Vexation de l’Iran ou message au président Biden ?

par Dr. salem alketbi
vendredi 22 janvier 2021

Comme il fallait s’y attendre, une partie des missiles tirés par les forces du régime des mollahs iraniens lors de récentes manœuvres ont atterri près d’un navire marchand dans l’océan Indien, à seulement 100 miles du porte-avions américain USS Nimitz. L’incident a été délibéré et visait à provoquer une escalade militaire avec les États-Unis dans la région du Golfe, ont avancé quelques analystes.

Je pense que oui, l’incident était délibéré. Cependant, de mon point de vue, il ne vise pas à provoquer une escalade militaire avec les États-Unis. Raisons à l’appui.

Tout d’abord, le facteur temps. Le choix du moment semble avoir été très prudent pour gérer cet incident. Les mollahs ont choisi une période de transition au cours de laquelle il serait compliqué pour le président américain sortant Donald Trump de prendre une décision en réponse à la provocation iranienne.

Ce n’est pas par manque de temps avant le transfert officiel du pouvoir au président élu Joe Biden. Plutôt, le président Trump est devenu, dans ses derniers jours, assiégé par des foules de problèmes et de troubles consécutifs à son échec à reconnaître les résultats des récentes élections présidentielles, puis par des démarches incessantes des démocrates pour le destituer suite à la prise d’assaut du Capitole le 6 janvier.

De plus, le timing dans l’atmosphère d’anxiété, de divisions et de controverses passionnées qui ont hanté la scène politique américaine ces dernières semaines et ces derniers jours a fait que Trump n’a été que menotté. En effet, mettre sur pied une frappe militaire contre l’Iran par ordre présidentiel serait loin de faire l’unanimité.

Deuxième point qui suggère que la provocation iranienne ne visait pas une escalade militaire : les mollahs ont choisi ce moment pour organiser un show militaire au lieu de mettre en œuvre leurs menaces.

Ces dernières, récemment multipliées, concernaient ce qu’ils décrivent comme une vengeance pour le meurtre du général Qassem Soleimani, commandant de la milice de la Force Quds des Gardiens de la Révolution iranienne.

Les preuves confirment que les mollahs préfèrent ne pas risquer d’être impliqués dans une opération militaire, quelle que soit sa taille et son objectif. Ils craignent que cela n’affecte négativement la détermination du nouveau président Biden à revenir à l’accord nucléaire dont Trump s’est retiré à la mi-2018. C’est vrai que cette manoeuvre permet aux mollahs de sauver la face devant leurs partisans. Ils peuvent prétendre provoquer le plus célèbre porte-avions américain, même avec des spectacles méticuleusement calculés.

Données présentées
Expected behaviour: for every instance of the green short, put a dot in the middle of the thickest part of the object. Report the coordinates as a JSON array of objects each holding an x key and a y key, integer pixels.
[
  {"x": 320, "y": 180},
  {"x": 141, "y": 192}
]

Consignes
- a) Convertis toutes les lignes des données présentées en un tableau Markdown à deux colonnes, « N° » pour le numéro de ligne et « Contenu » pour la ligne elle-même, en omettant les lignes vides.
- b) Poursuis l'article sur l'incident des missiles iraniens en reprenant juste après sa dernière phrase.
L'article sur l'incident des missiles iraniens et les lignes de données sont deux documents indépendants l'un de l'autre.

Réponses
- a)
| N° | Contenu |
|---|---|
| 1 | Expected behaviour: for every instance of the green short, put a dot in the middle of the thickest part of the object. Report the coordinates as a JSON array of objects each holding an x key and a y key, integer pixels. |
| 2 | [ |
| 3 |   {"x": 320, "y": 180}, |
| 4 |   {"x": 141, "y": 192} |
| 5 | ] |

- b)
Troisième facteur susceptible d’être un des motifs principaux de cet incident : donner au nouveau président Biden l’occasion de renverser son prédécesseur. L’occasion est donnée par l’accuser d’échouer à faire face à la menace iranienne et de mettre en danger la sécurité des Etats-Unis, de leurs forces et de leurs intérêts stratégiques par l’escalade de la tension avec les mollahs d’Iran, sans compter l’échec de la politique de sanctions strictes.

En conséquence, la voie sera ouverte pour que la nouvelle administration justifie l’abandon de l’approche de Trump pour traiter avec les mollahs devant l’opinion publique américaine. La provocation calculée permet à l’Iran d’atteindre son but sans mettre le président Biden dans un embarras politique complet au cas où des missiles iraniens toucheraient des porte-avions américains.

Dans ce cas, il aurait été difficile pour le président Biden de parler d’une approche diplomatique (le retour prévu d’un accord nucléaire) avec un régime qui se mettrait en guerre avec Washington.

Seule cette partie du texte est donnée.